● **About this task**:
Could you copy out every line of the data where the word "pediment" occurs?

● **Dataset entries**:

---+---

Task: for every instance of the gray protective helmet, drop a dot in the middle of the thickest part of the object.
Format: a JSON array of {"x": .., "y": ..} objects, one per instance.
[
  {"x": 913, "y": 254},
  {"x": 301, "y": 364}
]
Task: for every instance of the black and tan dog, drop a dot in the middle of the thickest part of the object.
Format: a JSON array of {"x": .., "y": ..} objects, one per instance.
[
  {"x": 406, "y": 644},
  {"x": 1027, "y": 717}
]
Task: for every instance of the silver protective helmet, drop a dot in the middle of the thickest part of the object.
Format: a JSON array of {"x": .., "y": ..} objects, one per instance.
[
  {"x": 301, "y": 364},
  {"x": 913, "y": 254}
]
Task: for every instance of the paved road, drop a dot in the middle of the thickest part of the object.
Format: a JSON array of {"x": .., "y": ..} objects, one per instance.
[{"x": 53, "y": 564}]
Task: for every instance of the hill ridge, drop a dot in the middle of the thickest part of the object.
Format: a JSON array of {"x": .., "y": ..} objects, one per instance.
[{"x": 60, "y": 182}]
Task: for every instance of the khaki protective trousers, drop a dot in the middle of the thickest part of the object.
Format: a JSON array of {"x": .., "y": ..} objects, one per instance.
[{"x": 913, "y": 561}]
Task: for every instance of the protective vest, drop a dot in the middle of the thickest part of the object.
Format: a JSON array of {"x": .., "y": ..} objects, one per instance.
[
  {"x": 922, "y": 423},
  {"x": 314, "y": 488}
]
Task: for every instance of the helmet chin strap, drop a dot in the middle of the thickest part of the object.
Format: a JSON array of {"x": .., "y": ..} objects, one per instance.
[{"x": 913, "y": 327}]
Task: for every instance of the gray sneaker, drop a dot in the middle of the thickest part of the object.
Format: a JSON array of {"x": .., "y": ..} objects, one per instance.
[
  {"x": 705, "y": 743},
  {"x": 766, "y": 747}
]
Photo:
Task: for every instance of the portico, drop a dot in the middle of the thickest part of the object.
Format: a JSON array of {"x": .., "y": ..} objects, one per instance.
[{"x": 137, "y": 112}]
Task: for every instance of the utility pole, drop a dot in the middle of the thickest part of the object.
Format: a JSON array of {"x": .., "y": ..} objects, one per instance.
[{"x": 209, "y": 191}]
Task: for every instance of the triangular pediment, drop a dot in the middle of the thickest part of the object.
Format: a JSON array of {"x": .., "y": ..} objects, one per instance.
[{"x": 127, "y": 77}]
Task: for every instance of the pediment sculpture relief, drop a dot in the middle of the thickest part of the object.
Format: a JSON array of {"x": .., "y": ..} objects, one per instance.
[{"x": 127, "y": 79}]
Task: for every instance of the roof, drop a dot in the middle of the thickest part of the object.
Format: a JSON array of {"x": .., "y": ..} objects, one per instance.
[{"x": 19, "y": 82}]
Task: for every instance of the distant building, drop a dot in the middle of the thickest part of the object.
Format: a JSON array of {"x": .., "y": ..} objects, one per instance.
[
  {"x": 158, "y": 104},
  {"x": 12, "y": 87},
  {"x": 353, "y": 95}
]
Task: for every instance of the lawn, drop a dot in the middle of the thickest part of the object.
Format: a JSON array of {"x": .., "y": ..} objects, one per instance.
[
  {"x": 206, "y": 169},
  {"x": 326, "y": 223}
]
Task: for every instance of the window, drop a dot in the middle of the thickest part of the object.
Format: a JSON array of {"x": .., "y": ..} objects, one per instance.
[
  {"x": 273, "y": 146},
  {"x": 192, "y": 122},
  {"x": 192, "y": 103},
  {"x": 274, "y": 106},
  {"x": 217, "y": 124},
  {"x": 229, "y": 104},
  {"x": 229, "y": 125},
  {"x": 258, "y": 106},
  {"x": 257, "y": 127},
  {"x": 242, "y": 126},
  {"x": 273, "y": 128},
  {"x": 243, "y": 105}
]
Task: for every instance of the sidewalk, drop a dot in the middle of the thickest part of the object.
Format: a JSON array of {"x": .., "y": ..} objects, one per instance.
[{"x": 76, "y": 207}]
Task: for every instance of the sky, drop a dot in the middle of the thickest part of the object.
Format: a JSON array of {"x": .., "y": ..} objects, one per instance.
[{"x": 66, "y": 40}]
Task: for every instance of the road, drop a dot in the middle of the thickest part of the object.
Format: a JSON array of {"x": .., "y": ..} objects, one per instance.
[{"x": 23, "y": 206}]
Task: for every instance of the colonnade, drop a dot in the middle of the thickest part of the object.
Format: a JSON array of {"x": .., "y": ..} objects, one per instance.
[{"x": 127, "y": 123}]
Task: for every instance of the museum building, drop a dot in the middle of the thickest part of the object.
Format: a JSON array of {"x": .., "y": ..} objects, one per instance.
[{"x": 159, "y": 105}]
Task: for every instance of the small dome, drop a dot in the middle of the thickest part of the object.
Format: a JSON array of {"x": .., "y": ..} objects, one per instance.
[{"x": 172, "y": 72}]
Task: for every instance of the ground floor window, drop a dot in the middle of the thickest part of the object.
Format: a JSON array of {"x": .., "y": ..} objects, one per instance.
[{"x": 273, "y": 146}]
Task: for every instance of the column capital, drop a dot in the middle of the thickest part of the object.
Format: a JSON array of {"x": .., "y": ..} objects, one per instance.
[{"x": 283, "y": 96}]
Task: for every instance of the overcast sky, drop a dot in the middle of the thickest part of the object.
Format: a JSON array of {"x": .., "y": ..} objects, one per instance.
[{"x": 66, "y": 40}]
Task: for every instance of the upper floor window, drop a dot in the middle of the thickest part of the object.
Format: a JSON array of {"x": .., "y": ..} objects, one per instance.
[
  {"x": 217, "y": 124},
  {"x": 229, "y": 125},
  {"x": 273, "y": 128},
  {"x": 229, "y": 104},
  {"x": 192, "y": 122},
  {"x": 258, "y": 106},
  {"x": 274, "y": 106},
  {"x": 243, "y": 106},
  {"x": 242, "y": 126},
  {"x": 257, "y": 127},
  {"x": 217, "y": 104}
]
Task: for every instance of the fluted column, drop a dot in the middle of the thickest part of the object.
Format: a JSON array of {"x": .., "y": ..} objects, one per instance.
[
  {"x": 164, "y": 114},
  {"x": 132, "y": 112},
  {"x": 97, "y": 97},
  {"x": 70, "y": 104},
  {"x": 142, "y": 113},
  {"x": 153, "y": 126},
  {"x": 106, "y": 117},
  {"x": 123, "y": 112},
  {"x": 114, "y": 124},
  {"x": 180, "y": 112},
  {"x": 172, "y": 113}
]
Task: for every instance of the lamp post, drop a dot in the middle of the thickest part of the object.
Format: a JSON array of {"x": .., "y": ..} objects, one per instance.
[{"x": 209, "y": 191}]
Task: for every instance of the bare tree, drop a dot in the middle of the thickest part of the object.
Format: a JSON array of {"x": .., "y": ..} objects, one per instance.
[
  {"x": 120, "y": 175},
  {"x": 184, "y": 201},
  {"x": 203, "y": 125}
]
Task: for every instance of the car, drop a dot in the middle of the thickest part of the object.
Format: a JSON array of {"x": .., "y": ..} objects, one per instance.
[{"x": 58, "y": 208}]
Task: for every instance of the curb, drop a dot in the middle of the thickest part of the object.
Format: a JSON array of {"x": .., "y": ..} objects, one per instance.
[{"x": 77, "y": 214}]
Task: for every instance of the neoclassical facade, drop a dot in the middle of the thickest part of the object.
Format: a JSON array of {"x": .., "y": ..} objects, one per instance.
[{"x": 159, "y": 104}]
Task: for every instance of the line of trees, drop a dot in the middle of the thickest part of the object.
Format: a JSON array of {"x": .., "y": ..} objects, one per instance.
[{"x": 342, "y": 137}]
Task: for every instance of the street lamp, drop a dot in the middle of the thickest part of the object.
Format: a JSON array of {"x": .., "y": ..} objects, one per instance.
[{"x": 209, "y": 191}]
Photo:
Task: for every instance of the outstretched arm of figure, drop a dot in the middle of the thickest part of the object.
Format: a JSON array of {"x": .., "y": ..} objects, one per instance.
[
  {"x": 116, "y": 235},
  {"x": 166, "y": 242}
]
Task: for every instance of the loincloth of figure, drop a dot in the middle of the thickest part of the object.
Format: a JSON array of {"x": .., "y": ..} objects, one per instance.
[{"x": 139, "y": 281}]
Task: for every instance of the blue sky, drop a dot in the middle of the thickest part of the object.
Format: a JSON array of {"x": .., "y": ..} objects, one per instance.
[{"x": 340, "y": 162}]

---+---

● **Exercise solution**:
Task: for every instance of the triangular pediment, drop a dot in the middle of the thickest part of the object.
Task: for every instance of the pediment sculpture relief, drop a dot in the middle of the thickest part of the object.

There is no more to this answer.